▶ TEXT TO READ
┄┄┄┄┄┄┄┄┄┄

Illustration from the cover of Sharp, by Michelle Dean.

 

“If one is a woman writer there are certain things one must do,” the British writer and journalist Rebecca West wrote to a friend in 1952. “First, not be too good; second, die young, what an edge Katherine Mansfield has on all of us; third, commit suicide like Virginia Woolf. To go on writing and writing well just can’t be forgiven.” West, ignoring her own advice, neither died prematurely nor blunted the fineness of her writing. As a young woman, she made her name with witty, digressive book reviews that were often wonderfully cutting. (On Henry James: “He splits hairs until there are no longer any hairs to split, and the mental gesture becomes merely the making of agitated passes over a complete and disconcerting baldness.”) She also wrote several novels and covered world events for prestigious magazines, including the trial of the English fascist William Joyce and the 1947 lynching of Willie Earle. Her final book, an idiosyncratic history of the year 1900, was published just before her death at the age of ninety. It was the capstone to a career that spanned almost seven decades. West’s true audacity was not merely “to go on writing,” as she put it, but to flourish in an insular, nepotistic intellectual culture that was largely hostile to women. She was ambitious, unafraid, and prodigiously gifted—in a word, sharp.

The literary critic Michelle Dean’s new book of the same name, a cultural-history-cum-group-biography, examines the lives and careers of ten sharp women, among them Susan Sontag, Joan Didion, Dorothy Parker, Renata Adler, Hannah Arendt, and Zora Neale Hurston. What unites this disparate group, Dean claims, is the ability “to write unforgettably.” If this casts something of a wide net, it does so out of necessity: the collected body of work this constellation of women produced—a mixture of fiction, book and movie reviews, essays, cultural criticism, and journalism—comprises a map of twentieth-century thought. “The longer I looked at the work these women laid out before me,” Dean writes, “the more puzzling I found it that anyone could look at the literary and intellectual history of the twentieth century and not center women in it.” 

Dean’s centering, or recentering, is both deeply researched and uncommonly engrossing. Indeed, Sharp’s pacing and wealth of anecdote compel one to consume the book like a novel. Many of the book’s satisfactions arise from the depictions of the incestuous, fiercely competitive beau monde these women inhabited. There is a delicious pleasure in reading about the stars and bit players of the fabled “New York intellectuals” of the forties—men and women alike—and their petty spats and rivalries that lasted for days or for decades.

┄┄┄┄┄┄┄┄┄┄

▶ DATA EXTRACT
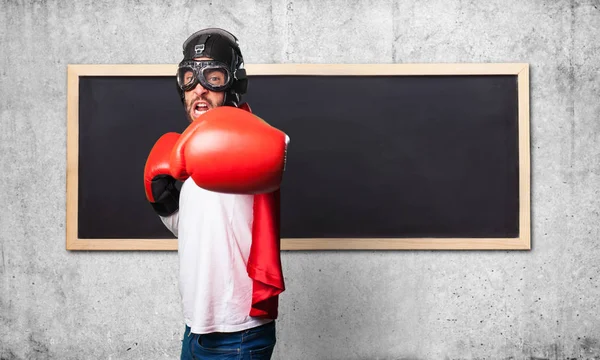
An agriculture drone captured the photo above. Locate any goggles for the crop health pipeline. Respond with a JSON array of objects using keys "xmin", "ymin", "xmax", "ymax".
[{"xmin": 177, "ymin": 60, "xmax": 234, "ymax": 91}]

┄┄┄┄┄┄┄┄┄┄

▶ AIM OF THE TASK
The text on Michelle Dean's book Sharp names some of the ten women the book examines. List those women.

▶ FINAL ANSWER
Susan Sontag
Joan Didion
Dorothy Parker
Renata Adler
Hannah Arendt
Zora Neale Hurston